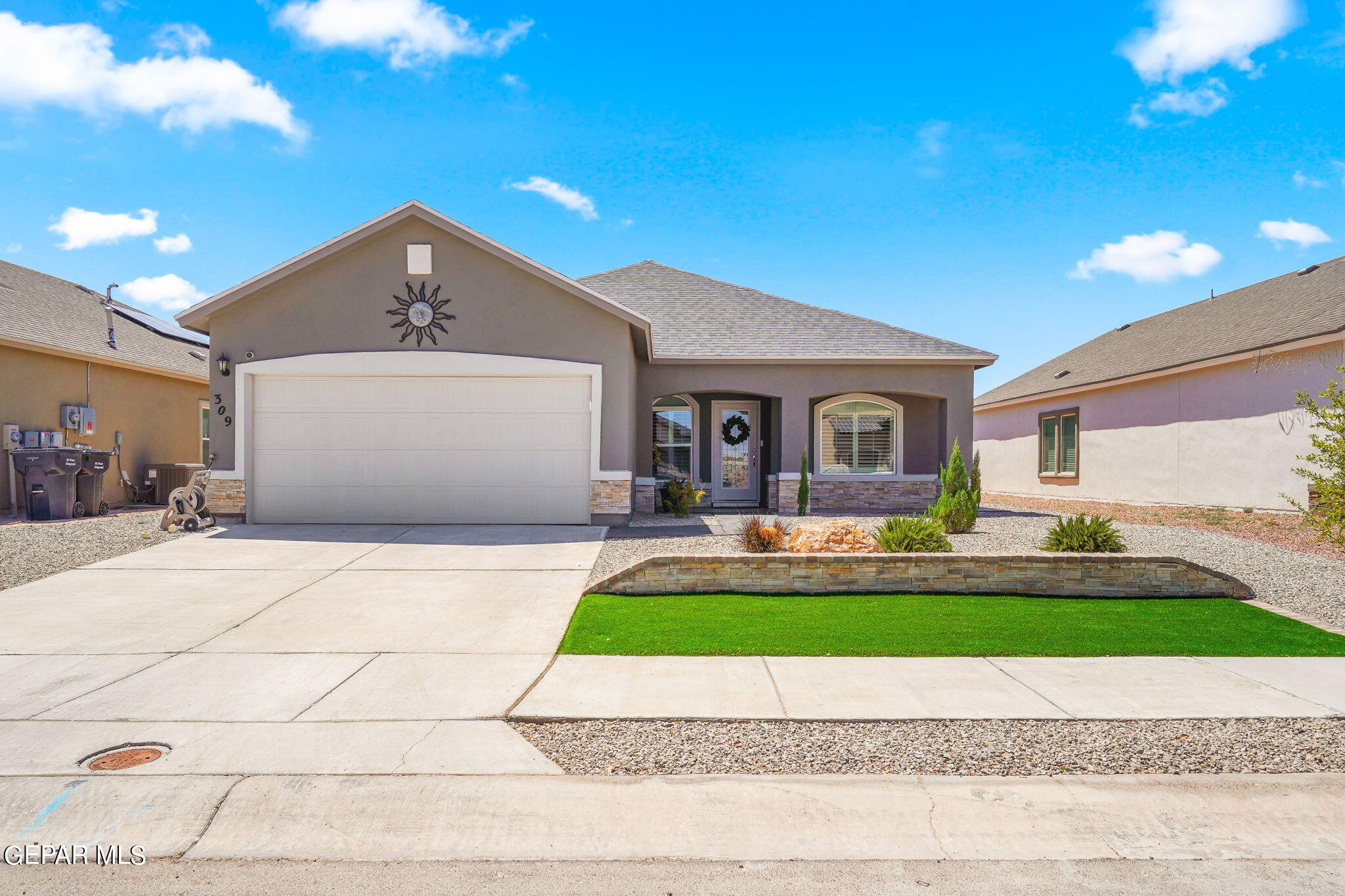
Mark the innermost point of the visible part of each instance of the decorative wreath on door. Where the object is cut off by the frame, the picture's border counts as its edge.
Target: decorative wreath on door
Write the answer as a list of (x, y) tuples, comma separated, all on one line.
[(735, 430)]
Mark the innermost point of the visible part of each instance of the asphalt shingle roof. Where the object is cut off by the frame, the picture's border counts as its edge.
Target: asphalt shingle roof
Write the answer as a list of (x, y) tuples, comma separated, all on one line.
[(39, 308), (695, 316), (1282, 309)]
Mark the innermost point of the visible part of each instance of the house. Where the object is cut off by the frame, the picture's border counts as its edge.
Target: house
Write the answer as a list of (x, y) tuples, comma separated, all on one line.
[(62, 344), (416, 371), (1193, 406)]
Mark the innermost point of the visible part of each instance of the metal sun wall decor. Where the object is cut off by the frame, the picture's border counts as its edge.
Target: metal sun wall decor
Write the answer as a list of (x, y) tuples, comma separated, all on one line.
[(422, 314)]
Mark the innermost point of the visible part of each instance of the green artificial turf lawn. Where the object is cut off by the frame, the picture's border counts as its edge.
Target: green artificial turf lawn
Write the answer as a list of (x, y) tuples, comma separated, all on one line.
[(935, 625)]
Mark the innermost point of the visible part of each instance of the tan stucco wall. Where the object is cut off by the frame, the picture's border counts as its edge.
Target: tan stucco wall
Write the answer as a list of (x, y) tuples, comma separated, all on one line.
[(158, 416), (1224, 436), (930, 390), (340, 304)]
# # # #
TASK DESCRIPTION: Among the records above, count the lines that include the word "door" and state the number by itself.

RESPONSE AREA: 2